* [Your instructions] Starting with the first line, output the data exactly through to the end.

#### Data to process

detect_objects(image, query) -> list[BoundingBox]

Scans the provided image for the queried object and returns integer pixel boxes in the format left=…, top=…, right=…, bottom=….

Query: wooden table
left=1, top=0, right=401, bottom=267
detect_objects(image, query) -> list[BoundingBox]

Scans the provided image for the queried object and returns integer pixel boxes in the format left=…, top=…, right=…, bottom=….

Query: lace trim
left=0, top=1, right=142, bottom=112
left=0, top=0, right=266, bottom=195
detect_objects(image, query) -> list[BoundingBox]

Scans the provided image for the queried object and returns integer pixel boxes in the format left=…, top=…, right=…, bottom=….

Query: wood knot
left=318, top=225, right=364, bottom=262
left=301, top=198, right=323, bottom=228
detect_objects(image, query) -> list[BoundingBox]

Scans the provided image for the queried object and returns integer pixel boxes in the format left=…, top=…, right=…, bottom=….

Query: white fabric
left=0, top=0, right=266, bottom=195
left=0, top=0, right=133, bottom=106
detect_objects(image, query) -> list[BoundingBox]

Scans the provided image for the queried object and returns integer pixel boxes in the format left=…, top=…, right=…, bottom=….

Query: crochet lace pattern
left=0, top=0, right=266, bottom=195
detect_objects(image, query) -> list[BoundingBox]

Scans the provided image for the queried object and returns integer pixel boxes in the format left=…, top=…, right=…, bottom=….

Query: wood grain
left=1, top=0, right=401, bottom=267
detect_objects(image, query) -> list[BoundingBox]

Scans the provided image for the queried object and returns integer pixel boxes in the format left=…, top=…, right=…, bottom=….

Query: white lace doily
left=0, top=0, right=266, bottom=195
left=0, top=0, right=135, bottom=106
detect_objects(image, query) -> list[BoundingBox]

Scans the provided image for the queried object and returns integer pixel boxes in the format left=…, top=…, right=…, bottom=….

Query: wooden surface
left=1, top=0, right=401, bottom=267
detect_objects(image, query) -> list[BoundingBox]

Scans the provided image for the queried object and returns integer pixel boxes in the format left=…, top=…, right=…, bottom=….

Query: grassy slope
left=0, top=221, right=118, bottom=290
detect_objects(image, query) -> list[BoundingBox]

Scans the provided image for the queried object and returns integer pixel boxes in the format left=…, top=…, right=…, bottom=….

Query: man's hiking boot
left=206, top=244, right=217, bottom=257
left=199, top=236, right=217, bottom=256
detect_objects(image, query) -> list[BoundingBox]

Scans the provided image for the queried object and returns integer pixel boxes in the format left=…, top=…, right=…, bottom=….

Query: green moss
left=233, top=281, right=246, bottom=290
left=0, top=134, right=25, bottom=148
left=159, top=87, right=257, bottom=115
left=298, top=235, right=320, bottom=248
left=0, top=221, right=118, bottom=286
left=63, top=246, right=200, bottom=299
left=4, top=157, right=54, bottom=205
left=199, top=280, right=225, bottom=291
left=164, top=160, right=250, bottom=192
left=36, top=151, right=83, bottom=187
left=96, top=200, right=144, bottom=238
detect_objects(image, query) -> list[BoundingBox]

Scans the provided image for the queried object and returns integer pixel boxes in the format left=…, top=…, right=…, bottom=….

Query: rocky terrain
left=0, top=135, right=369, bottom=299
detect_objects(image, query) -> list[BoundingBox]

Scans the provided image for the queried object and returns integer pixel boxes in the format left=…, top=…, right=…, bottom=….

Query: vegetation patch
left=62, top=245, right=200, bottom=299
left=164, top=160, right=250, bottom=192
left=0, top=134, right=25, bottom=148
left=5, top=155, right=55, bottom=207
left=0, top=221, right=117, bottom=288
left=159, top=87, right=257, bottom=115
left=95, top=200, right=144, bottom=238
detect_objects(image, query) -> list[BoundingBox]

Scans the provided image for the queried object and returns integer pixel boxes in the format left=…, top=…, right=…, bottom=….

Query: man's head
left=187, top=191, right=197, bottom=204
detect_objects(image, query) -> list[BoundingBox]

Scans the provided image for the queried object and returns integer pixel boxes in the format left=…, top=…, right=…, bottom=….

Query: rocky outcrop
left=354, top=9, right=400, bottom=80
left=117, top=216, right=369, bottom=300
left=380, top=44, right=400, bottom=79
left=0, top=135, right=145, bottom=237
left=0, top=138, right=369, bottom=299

########

* [Exercise solution]
detect_objects(image, query) -> list[BoundingBox]

Scans the provided image for the queried object and returns integer pixel boxes in the format left=…, top=…, right=…, bottom=….

Query: wooden table
left=1, top=0, right=401, bottom=267
detect_objects(image, query) -> list[BoundingBox]

Scans the provided image for the queried object and returns integer pixel boxes in the format left=…, top=…, right=…, bottom=….

Query: lace trim
left=0, top=1, right=142, bottom=112
left=0, top=0, right=266, bottom=195
detect_objects(image, query) -> list[BoundingBox]

Scans the provided image for the queried object and returns integer pixel boxes in the format left=…, top=…, right=…, bottom=….

Query: wood knot
left=318, top=225, right=364, bottom=262
left=301, top=198, right=323, bottom=228
detect_objects(image, query) -> list[BoundingBox]

Scans the provided image for the queried object and returns integer pixel boxes in the format left=…, top=…, right=…, bottom=….

Query: white fabric
left=0, top=0, right=266, bottom=195
left=0, top=0, right=133, bottom=106
detect_objects(image, query) -> list[BoundingBox]

Scans the provided image for the queried object and returns integer pixel boxes in the format left=…, top=…, right=…, bottom=….

Query: crochet lace pattern
left=0, top=0, right=266, bottom=195
detect_objects(image, query) -> list[BoundingBox]

Scans the provided image for the queried object and returns integer pixel boxes in the format left=…, top=…, right=…, bottom=….

Query: wood grain
left=1, top=0, right=401, bottom=267
detect_objects(image, query) -> list[BoundingBox]

Scans the provided image for the queried object and returns integer pixel boxes in the format left=…, top=…, right=…, bottom=….

Query: white lace doily
left=0, top=0, right=266, bottom=195
left=0, top=0, right=135, bottom=106
detect_objects(image, query) -> list[BoundingBox]

Scans the provided image for the queried object and returns integer pixel boxes in the format left=…, top=…, right=…, bottom=….

Query: wooden surface
left=1, top=0, right=401, bottom=267
detect_objects(image, query) -> list[BoundingBox]

Scans the provided image for the queried object and returns integer pixel boxes in the format left=…, top=…, right=…, bottom=….

Query: grassy slope
left=0, top=221, right=118, bottom=290
detect_objects(image, query) -> list[BoundingBox]

Scans the provided image for the queried object and returns integer pixel boxes in the format left=…, top=…, right=…, bottom=….

Query: man's hiking boot
left=206, top=244, right=217, bottom=257
left=199, top=236, right=217, bottom=256
detect_objects(image, query) -> list[BoundingBox]

Scans the provided image for the queried object and returns integer pixel boxes in the format left=…, top=…, right=…, bottom=….

Query: green moss
left=233, top=281, right=246, bottom=290
left=0, top=134, right=25, bottom=148
left=159, top=87, right=257, bottom=115
left=298, top=235, right=320, bottom=248
left=0, top=221, right=118, bottom=286
left=63, top=246, right=200, bottom=299
left=4, top=157, right=54, bottom=205
left=199, top=280, right=225, bottom=291
left=164, top=160, right=250, bottom=192
left=36, top=151, right=83, bottom=187
left=96, top=200, right=144, bottom=238
detect_objects(image, query) -> list[BoundingBox]

Scans the provided image for the queried object and returns integer pixel boxes in the format left=…, top=…, right=…, bottom=….

Query: rocky terrain
left=0, top=135, right=369, bottom=299
detect_objects(image, query) -> list[BoundingBox]

Scans the provided image for the queried object and returns integer pixel boxes in the format left=…, top=…, right=…, bottom=….

Query: vegetation patch
left=62, top=245, right=200, bottom=299
left=164, top=160, right=250, bottom=192
left=0, top=134, right=25, bottom=148
left=5, top=155, right=55, bottom=207
left=0, top=221, right=117, bottom=288
left=159, top=87, right=257, bottom=115
left=95, top=200, right=144, bottom=238
detect_objects(image, query) -> list[BoundingBox]

Scans the provided image for the queried object and returns integer pixel boxes in the format left=…, top=…, right=…, bottom=….

Query: man's head
left=187, top=191, right=197, bottom=204
detect_objects(image, query) -> list[BoundingBox]

Scans the provided image for the queried object and returns integer pixel boxes in the format left=…, top=…, right=…, bottom=….

Query: rocky outcrop
left=354, top=9, right=400, bottom=80
left=117, top=216, right=369, bottom=300
left=380, top=44, right=400, bottom=79
left=0, top=135, right=145, bottom=237
left=0, top=138, right=369, bottom=299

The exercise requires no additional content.